Reprenez le texte sur les grèves ouvrières de la région de Charleroi à la suite de sa dernière phrase.

- **Extrait**:
┌────────

La bureaucratie syndicale vole alors au secours de Fabrimétal. Dans une conférence de presse, Georges Staquet annonce que «l’idée d’une grève n’est pas retenue momentanément» (alors qu’une des questions du référendum prévoyait explicitement une grève régionale si le projet était rejeté!). Les bureaucrates régionaux ne se privent pas pour tenter de susciter  la division dans les rangs ouvriers. «Je ne peux lancer les petites entreprises dans un conflit qui ne serait mené que par les grosses!» affirme Staquet. Alors que Cammarata y va de son couplet en évoquant: «l’espoir que les travailleurs des grosses entreprises obtiendront plus, dans une négociation entreprise par entreprise, que les propositions du préaccord ».

A Liège, les organisations syndicales ont accepté un préaccord régional qui prévoit les 39 ou 38 heures jusque fin 1979 et un relèvement du salaire horaire minimal. Cela porte un coup à la solidarité ouvrière vitale en période de lutte.

C'est à ce moment que les travailleurs du verre de la région de Charleroi entrent en lutte pour le maintien du volume de l’emploi et revendiquent 36 heures pour tous en 1979, sans perte de salaire et avec embauche proportionnelle.

Les appareils syndicaux canalisent la protestation

Devant le sabotage de l’action régionale par la bureaucratie syndicale, les travailleurs des Fabrications métalliques se retranchent sur la lutte pour les conventions d’entreprise. Le personnel des ACEC et de la Câblerie de Charleroi entame une grève au finish pour les 36 heures et une hausse de salaire de 10 francs, tandis que chez Hanrez on fait deux grèves de 24 heures. Au même moment, des milliers de travailleurs du verre sont en grève dans la région de Charleroi. Dans les autres sièges des ACEC (Gand, Herstal, Ruisbroeck) des arrêts de travail ont lieu.

└────────

- **Données fournies**:
┌────────

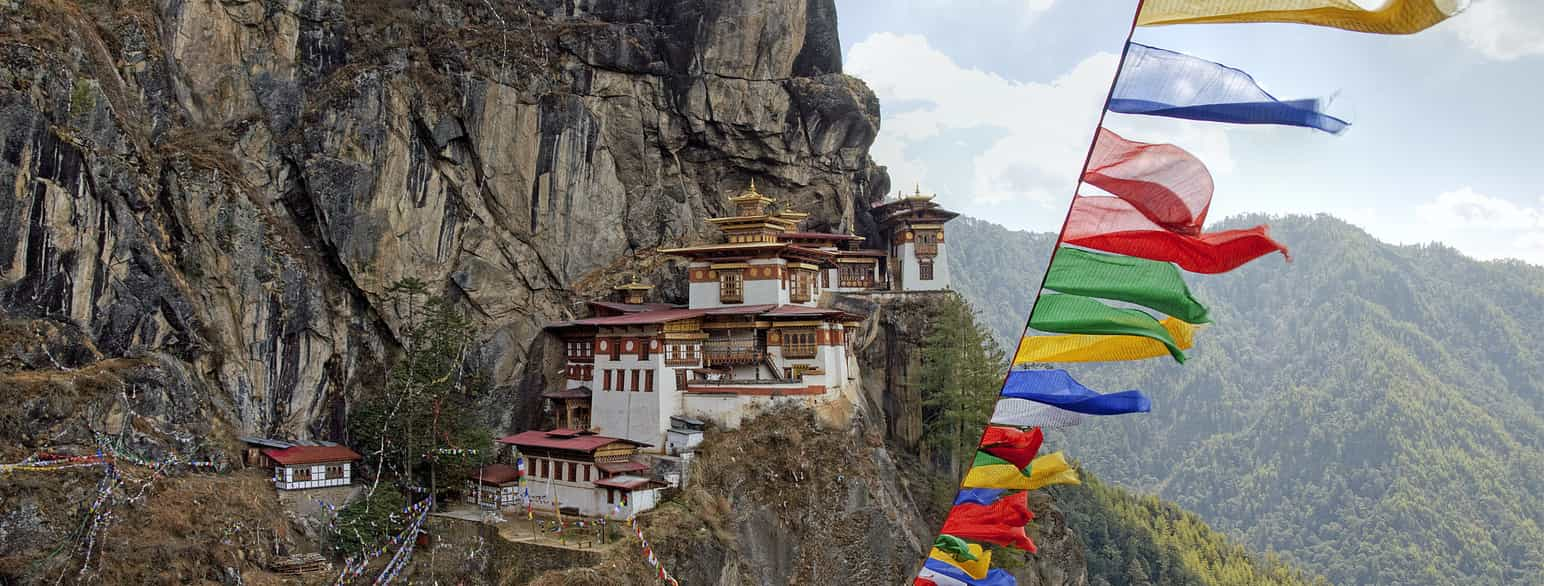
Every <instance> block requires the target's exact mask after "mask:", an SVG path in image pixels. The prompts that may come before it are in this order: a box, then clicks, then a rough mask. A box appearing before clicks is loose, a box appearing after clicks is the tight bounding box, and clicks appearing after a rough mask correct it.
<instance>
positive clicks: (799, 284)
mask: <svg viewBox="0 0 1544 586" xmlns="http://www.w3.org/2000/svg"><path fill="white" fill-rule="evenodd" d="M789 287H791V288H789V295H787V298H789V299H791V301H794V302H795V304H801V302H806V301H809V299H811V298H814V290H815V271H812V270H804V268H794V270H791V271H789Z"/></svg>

└────────

- **Résultat de l'exercice**:
C’est dans ce contexte explosif que se prépare une manifestation régionale à Namur le 29 mars. Cette manifestation qui réunira 80.000 participants sera bien encadrée par les appareils syndicaux. Comme d’habitude lorsque les travailleurs laissent éclater leur ras-le-bol lors des grands rassemblements, les dirigeants syndicaux prononcent des discours radicaux. Jean Gayetot (FGTB) affirme « Nous ne paierons pas les 36 heures par un blocage des salaires », tandis que Robert D’Hondt (CSC) « exige la répartition de l’emploi disponible par la réalisation des 36 heures ».

Ce ne sont évidemment que des paroles en l'air pour calmer l’ardeur des manifestants et qui ne débouchent jamais sur la moindre proposition concrète d’action. A plusieurs reprises en Belgique nous avons déjà connu un tel scénario: lors de manifestations syndicales massives, dans un contexte de montée des luttes vers ne grève générale, la plupart des militants syndicaux mobilisés dans la rue espèrent que la manifestation constituera un tremplin pour durcir la lutte; alors que les bureaucrates syndicaux la considèrent souvent comme le point final de la lutte et ils renvoient chacun à la maison sans aucun mot d'ordre en invitant les manifestants à reprendre le travail lundi sans avoir obtenu le moindre résultat.

Invité sur un plateau de télé, Georges Debunne (FGTB) déclare en plein conflit des ACEC que «L’instauration de la semaine de 36 heures pour la fin 1981 satisfait totalement les revendications syndicales et qu’il n’est pas possible d’obtenir à la fois une diminution du temps de travail et une augmentation salariale» (alors que les travailleurs des ACEC sont en grève pour les 36 heures tout de suite et pour 10 francs de hausse de salaire horaire!). Jef Houthuys (CSC), quant à lui, va jusqu’à dire que: «Les organisations syndicales prendront leur responsabilité pour dire non à l’augmentation des salaires».

Aux ACEC la lutte continue

Le 6 avril, en assemblée générale, les ouvriers des ACEC décident de poursuivre la grève bien que ceux de CDC aient accepté une convention d’entreprise portant sur les 38 heures hebdomadaires. En refusant de déclencher la lutte au niveau régional, les bureaucrates syndicaux jouent la carte de la division pour isoler les travailleurs des ACEC en espérant qu’à la longue ils s’essouffleront.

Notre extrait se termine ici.